Direction: Identify every line of the records that contains the word "water", and copy each of those lines. Case counts when matching.

Records on locating named things:
START

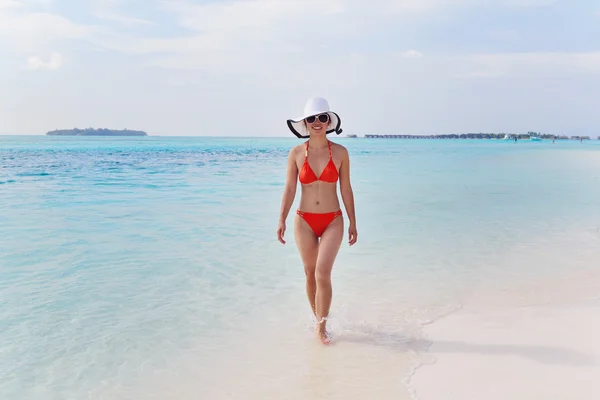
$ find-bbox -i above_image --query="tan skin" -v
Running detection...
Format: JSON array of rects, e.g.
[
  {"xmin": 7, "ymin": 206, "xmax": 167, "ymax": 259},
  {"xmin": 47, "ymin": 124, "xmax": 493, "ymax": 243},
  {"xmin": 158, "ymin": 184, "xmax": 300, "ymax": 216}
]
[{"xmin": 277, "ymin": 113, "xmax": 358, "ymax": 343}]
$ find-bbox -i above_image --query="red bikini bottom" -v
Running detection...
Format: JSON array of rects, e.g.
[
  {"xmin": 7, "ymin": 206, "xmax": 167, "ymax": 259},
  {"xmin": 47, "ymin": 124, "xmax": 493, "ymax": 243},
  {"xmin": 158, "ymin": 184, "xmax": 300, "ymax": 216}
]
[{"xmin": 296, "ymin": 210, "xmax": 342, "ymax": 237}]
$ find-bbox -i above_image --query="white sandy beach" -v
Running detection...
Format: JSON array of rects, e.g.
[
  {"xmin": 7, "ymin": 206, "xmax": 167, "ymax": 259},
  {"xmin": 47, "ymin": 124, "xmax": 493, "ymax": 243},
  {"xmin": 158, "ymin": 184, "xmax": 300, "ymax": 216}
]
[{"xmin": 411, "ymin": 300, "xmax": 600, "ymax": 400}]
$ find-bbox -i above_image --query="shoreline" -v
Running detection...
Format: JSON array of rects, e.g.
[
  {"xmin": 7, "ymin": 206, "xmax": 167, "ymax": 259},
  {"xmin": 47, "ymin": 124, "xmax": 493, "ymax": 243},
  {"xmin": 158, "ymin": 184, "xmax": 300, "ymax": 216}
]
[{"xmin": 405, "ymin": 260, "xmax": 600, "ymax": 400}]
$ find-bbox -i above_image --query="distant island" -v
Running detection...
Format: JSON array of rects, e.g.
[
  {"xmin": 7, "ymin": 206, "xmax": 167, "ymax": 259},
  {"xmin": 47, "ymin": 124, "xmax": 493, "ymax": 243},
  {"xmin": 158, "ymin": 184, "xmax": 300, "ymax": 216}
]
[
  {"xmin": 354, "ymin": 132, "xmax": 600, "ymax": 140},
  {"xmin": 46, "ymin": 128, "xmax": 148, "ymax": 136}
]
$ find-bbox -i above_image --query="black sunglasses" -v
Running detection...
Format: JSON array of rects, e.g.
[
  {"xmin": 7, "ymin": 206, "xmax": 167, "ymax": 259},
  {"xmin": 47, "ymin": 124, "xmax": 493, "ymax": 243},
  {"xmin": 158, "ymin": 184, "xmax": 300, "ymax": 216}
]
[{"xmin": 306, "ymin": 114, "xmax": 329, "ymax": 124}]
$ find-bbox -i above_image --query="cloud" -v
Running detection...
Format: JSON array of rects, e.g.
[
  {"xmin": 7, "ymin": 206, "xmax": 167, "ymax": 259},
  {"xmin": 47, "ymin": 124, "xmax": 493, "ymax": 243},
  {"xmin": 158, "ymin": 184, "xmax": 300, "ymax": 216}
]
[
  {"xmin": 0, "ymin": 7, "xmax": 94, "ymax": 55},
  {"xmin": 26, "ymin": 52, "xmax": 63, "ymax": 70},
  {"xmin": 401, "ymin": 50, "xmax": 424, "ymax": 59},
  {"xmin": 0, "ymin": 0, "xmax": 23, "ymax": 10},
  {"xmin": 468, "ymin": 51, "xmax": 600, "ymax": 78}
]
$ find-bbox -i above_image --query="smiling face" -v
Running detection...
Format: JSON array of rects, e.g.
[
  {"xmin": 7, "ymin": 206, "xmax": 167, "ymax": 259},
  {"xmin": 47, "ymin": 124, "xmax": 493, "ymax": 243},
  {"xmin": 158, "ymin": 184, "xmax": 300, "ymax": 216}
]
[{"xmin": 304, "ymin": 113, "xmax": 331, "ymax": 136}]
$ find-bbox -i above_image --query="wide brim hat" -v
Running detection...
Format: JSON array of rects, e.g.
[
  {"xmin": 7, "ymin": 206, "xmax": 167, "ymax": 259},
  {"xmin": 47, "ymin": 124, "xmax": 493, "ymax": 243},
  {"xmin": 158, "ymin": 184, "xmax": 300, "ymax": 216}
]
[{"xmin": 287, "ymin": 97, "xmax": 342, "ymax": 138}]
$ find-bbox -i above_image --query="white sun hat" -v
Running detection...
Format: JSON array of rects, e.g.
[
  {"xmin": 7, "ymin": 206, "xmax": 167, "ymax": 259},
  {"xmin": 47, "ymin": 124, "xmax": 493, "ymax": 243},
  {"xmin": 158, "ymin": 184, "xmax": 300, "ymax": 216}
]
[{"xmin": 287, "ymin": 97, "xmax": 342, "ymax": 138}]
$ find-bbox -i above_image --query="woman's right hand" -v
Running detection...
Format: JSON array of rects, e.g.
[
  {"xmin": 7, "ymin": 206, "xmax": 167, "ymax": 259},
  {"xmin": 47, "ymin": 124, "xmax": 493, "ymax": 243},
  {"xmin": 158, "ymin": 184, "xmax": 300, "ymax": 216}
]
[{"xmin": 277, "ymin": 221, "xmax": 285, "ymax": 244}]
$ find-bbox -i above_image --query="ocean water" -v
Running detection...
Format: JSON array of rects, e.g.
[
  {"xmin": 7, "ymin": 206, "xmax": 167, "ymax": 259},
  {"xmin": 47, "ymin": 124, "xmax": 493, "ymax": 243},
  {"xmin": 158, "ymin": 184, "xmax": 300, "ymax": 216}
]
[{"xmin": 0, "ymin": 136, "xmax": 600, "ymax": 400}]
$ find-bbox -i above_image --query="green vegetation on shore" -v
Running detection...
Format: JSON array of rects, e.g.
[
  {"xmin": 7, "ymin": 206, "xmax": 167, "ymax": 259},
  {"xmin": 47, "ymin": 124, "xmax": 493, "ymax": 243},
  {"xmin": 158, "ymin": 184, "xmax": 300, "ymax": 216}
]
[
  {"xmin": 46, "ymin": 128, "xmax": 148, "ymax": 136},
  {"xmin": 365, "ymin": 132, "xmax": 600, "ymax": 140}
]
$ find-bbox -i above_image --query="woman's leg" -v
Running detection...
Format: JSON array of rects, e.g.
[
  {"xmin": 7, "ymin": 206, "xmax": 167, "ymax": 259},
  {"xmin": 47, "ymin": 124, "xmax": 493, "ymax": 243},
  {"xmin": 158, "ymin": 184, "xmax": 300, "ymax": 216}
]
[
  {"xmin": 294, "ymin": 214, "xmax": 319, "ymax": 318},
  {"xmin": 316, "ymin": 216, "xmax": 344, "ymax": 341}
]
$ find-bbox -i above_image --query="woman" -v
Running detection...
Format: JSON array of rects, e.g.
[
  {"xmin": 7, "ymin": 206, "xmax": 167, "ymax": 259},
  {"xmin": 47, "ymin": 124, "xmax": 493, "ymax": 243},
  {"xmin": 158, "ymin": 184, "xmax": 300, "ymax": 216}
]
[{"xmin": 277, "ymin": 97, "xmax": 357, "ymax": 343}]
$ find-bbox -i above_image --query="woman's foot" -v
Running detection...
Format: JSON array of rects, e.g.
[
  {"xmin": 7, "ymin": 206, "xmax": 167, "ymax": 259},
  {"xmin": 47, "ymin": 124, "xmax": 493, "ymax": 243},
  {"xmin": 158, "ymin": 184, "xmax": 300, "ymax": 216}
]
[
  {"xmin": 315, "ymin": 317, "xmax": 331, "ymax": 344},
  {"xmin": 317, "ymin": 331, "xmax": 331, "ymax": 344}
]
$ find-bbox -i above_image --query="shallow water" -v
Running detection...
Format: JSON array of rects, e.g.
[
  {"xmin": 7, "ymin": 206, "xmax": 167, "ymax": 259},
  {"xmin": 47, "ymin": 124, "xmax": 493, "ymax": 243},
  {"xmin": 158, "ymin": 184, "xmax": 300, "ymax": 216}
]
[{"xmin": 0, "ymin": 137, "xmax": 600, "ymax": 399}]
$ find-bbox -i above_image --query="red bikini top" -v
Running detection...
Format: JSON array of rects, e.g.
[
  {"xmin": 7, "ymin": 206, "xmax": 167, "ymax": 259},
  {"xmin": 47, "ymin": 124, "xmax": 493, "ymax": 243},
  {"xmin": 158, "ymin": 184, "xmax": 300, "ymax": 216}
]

END

Output of the task:
$ find-bbox -i above_image --query="ocean water" -v
$ find-bbox -i above_image --query="shallow water" -v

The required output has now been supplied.